[[ Material provided open ]]

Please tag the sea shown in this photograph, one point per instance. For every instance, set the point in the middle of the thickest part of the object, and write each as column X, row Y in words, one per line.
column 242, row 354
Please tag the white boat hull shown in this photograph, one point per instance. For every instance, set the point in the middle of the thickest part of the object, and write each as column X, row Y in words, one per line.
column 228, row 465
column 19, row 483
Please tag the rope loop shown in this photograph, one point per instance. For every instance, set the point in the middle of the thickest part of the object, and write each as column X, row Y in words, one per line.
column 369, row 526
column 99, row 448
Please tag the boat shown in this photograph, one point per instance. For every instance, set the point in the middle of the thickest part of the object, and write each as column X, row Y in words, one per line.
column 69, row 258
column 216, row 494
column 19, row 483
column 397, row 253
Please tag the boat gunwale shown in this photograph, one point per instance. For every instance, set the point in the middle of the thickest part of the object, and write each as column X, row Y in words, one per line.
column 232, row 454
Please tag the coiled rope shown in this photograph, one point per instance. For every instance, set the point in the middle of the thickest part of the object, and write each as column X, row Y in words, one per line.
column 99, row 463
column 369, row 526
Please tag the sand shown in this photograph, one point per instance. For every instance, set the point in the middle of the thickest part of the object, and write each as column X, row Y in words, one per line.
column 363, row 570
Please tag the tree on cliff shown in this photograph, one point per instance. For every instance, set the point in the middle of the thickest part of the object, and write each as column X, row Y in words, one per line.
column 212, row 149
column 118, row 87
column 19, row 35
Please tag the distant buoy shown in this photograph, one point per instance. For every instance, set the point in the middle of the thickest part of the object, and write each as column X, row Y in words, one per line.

[[ Material provided closed ]]
[[ Material provided open ]]

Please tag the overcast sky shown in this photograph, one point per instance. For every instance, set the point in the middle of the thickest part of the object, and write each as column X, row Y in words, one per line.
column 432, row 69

[[ Material provided closed ]]

§ **Problem details**: In the entries above, the lines from the one bearing "Please tag the white" up to and including the one bearing "Please tag the distant" should be transcribed exactly; no other line is wanted.

§ **Exercise response**:
Please tag the white boat hull shown in this photograph, one point per instance. For every instance, set the point in the middle of the thickest part of the object, and write each as column X, row Y in words, one per line.
column 228, row 465
column 19, row 483
Please tag the rope loop shown in this photograph, one point per instance. For every instance, set the point in the middle of the thickest part of the object, and write each as column X, row Y in words, one per line.
column 369, row 526
column 99, row 448
Please tag the boat shown in this photograph, one point per instance. For every instance, set the point in the middle of the thickest part of the object, and write each as column X, row Y in words, one per line.
column 69, row 258
column 216, row 494
column 19, row 483
column 397, row 253
Please tag the boat gunwale shown in this photograph, one point per instance. For every instance, set the point in the middle of the thickest part of the object, and write each as column X, row Y in words, one per line.
column 232, row 454
Please tag the coiled rope shown in this photograph, one point per instance. For every instance, set the point in the middle of the thickest part of the object, and write each as column X, row Y in words, one per line.
column 99, row 463
column 369, row 526
Please tag the sand shown in this photograph, one point per instance. For every instance, set the point in the middle of the thickest part of the object, and write each as column X, row Y in words, one per line.
column 363, row 570
Please tag the tree on cliff shown in this photograph, one point per instance. For every instance, set the point in the middle of the thickest part of the object, and write each as column X, row Y in words, one per line.
column 212, row 149
column 118, row 87
column 19, row 35
Please tag the distant buoy shown in this photograph, one point per instance. For every instance, set the point in the middle of the thickest part of the object, and write each as column X, row Y in words, one per line.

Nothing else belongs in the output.